→ **TEXT EXCERPT**:
# P seeting and Smoke Stack



## mpkelley20 (Jun 2, 2019)

I am still new to all this pellet smoker stuff.  I am learning thanks to all of you but still have questions.  I know a lot here hate "pellet poopers" but this is the first grill I have owned where I have not messed anything up food wise.  It is a perfect grill style for me.

I have the Pit Boss 1100 Pro series.  I have only used preset temps like 225 to 250 range for my beef/pork/chicken.  It gives good smoke flavor for me but was wondering about the P-Setting and if adjusting the smoke stack does anything.

First, the P setting.  As I understood it in the manual, this setting only works in the smoke setting which I only use for startup.  I have never smoked anything on this setting.  A lot of people have raved about the p-setting option but when will I ever use this?  What am I smoking at 180 degrees or so?  Or, am I misunderstanding what it does and it still works in higher temp settings but can only be adjusted under smoke?

Second, does the smoke stack do anything or does it not matter if I have it wide open or closed?  My temp swings seem in line with what others have with this grill and the internal temps seem somewhat in line.  My center and right side are within 5 degrees but my left side is much lower.  For instance at 225, at its peak the left side might be 210 and the middle and right can reach 260.  Not sure if adjusting the smoke stack deals with airflow somehow.

→ **WHAT THE TASK REQUIRES**:
Answer these questions from the post about the pellet grill:
1. What grill does the poster own?
2. Based on the poster's reading of the manual, which setting does the P setting work in?
3. With the grill set to 225, how high can the middle and right side reach at their peak?
The entries are not needed for this.

→ **DATA ROWS**:
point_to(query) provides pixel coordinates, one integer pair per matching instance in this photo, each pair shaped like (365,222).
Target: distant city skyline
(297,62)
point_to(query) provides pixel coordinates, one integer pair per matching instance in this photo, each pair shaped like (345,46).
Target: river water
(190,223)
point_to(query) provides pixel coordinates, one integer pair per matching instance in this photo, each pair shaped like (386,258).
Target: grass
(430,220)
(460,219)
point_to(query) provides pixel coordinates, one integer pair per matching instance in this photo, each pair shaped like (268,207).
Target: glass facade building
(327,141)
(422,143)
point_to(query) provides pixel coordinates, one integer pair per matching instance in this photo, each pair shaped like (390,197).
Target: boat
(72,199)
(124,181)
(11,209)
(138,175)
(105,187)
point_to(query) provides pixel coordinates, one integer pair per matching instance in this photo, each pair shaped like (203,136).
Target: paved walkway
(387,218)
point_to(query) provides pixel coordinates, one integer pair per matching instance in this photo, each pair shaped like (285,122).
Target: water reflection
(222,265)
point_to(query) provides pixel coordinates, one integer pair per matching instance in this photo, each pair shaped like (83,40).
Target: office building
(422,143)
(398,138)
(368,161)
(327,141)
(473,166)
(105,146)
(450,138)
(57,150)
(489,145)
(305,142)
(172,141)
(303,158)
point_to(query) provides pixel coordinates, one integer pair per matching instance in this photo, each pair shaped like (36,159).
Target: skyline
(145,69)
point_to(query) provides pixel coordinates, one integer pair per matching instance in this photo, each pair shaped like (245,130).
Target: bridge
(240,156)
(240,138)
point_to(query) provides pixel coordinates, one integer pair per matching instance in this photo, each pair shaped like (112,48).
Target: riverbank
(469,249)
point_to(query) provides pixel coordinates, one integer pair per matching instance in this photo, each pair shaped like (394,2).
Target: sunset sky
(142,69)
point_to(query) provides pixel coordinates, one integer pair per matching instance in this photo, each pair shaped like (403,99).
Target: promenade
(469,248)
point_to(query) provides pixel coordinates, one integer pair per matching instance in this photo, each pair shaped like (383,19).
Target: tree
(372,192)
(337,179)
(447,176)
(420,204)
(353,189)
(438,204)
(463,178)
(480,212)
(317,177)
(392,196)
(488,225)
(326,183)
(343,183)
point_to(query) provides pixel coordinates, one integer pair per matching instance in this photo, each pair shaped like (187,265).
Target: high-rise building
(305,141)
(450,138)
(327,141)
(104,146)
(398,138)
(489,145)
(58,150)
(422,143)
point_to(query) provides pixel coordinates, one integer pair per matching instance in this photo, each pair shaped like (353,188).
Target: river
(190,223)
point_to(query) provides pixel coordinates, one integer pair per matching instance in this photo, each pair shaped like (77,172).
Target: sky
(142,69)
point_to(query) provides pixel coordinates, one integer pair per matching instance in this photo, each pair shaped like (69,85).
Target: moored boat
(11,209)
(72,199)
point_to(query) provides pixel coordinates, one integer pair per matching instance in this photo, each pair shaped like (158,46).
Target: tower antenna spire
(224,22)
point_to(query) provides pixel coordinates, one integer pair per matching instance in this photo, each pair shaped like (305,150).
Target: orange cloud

→ **WORKED ANSWER**:
1. The Pit Boss 1100 Pro series.
2. Only the smoke setting.
3. 260 degrees.